Start of Block

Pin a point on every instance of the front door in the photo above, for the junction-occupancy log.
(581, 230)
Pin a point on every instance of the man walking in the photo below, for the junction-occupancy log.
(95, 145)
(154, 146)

End of Block

● **WHAT THE TASK ASKS**
Transcribe every entry exactly, omitting nothing.

● **EXERCISE SOLUTION**
Pin a point on every instance of the front door in the photo above, for the junction-occupancy log.
(581, 230)
Pin a point on every instance of the man walking in the photo below, for the junction-occupancy log.
(95, 145)
(154, 146)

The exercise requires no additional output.